[Source extract]:
==================================================

- Episode no.: Season 2 Episode 5
- Directed by: Lesli Glatter
- Written by: Joy Blake and Melissa Blake
- Production code: 205
- Original air date: October 22, 2007

Guest appearances
- Jimmy Jean-Louis as the Haitian; Alan Blumenfeld as Maury Parkman; Holt McCallany as Ricky; Eriko as Yaeko; Lisa Lackey as Janice Parkman; Katie Carr as Caitlin; Jeanette Brox as Camille; Adair Tishler as Molly Walker; Nichelle Nichols as Nana Dawson; Stephen Tobolowsky as Bob Bishop; Dominic Keating as Will; Adetokumboh McCormack as Tuko;

Episode chronology
| ← Previous "The Kindness of Strangers" | Next → "The Line" |
- Heroes season 2

= Fight or Flight (Heroes) =

"Fight or Flight" is the fifth episode of the second season of the NBC superhero drama series Heroes. It aired on October 22, 2007. This episode marks the first appearance of Elle, played by Kristen Bell, credited as a series regular. David Anders (Takezo Kensei) is also credited as a series regular from this episode.

==Plot==
As Peter Petrelli settles into his new life with Caitlin, a young woman named Elle – soon revealed to possess the ability to conjure electricity – searches for him at the Cork docks.

Will directs her to the Wandering Rocks Pub. Ricky gets wind of Elle's search and sends Peter to stay at Caitlin's flat, rejecting his offer to deal with Elle on his own.

==================================================

[What to do]:
[1] From the Heroes episode article, copy the passage starting at "Episode chronology" and ending at "from this episode.".
[2] In the Heroes episode article, which actress plays Elle?
[3] Carry on writing the Heroes episode article, picking up after its last sentence.

[Material]:
==================================================

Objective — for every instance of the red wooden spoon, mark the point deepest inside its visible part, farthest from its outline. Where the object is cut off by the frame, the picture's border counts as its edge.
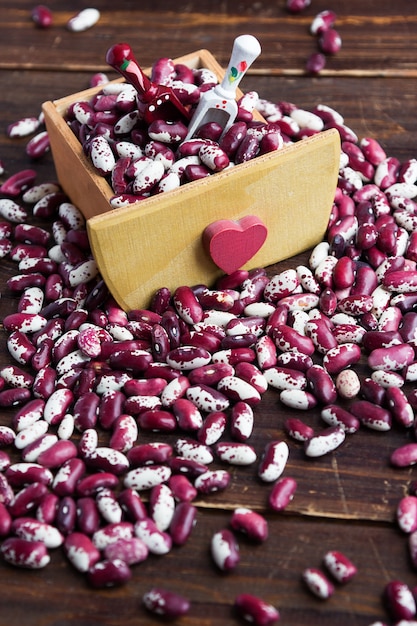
(158, 101)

==================================================

[Task results]:
[1]
Episode chronology
| ← Previous "The Kindness of Strangers" | Next → "The Line" |
- Heroes season 2

= Fight or Flight (Heroes) =

"Fight or Flight" is the fifth episode of the second season of the NBC superhero drama series Heroes. It aired on October 22, 2007. This episode marks the first appearance of Elle, played by Kristen Bell, credited as a series regular. David Anders (Takezo Kensei) is also credited as a series regular from this episode.

[2] Kristen Bell plays Elle.

[3]
While at Caitlin's, Peter decides to open the box, and finds (among other items) his passport, a plane ticket from New York City to Montreal, and a photo of himself and Nathan (whom he doesn't recognize).

While frustrated about the lack of useful information in the box, Peter accidentally taps into his precognitive ability and paints a picture, befuddling Caitlin in the process.

The final picture shows Peter and Caitlin outside what looks like to be the Notre-Dame Basilica in Montreal. At the same time, Elle visits the Wandering Rocks Pub and meets Ricky, who lies about seeing Peter. Elle uses her ability to weld the doors closed and electrocutes Ricky, leaving his horrifically charred corpse behind.

Later, she receives a phone call from a man she identifies as “Daddy”. For killing Ricky, she is ordered to halt her assignment of finding Peter and return to the Company headquarters.

Peter and Caitlin are summoned to the Pub. Caitlin is distraught by her brother's death and is not comforted when Peter confesses that Ricky's killer was there looking for him. The episode ends on his ominous statement, "I can't hide anymore. I can't hide."

Monica Dawson is questioned by the police concerning the attempted robbery (from "The Kindness of Strangers"). She refuses to identify the assailant, a local hoodlum, for fear of retribution.

Later, she is speaking to Micah Sanders at the Dawson home and unconsciously mimics his piano skills. Micah figures out that she has an ability and confesses his own to her. Using a 9th Wonders! comic book as an example, he theorizes that Monica possesses muscle mimicry, which is the ability to mimic any physical action she sees.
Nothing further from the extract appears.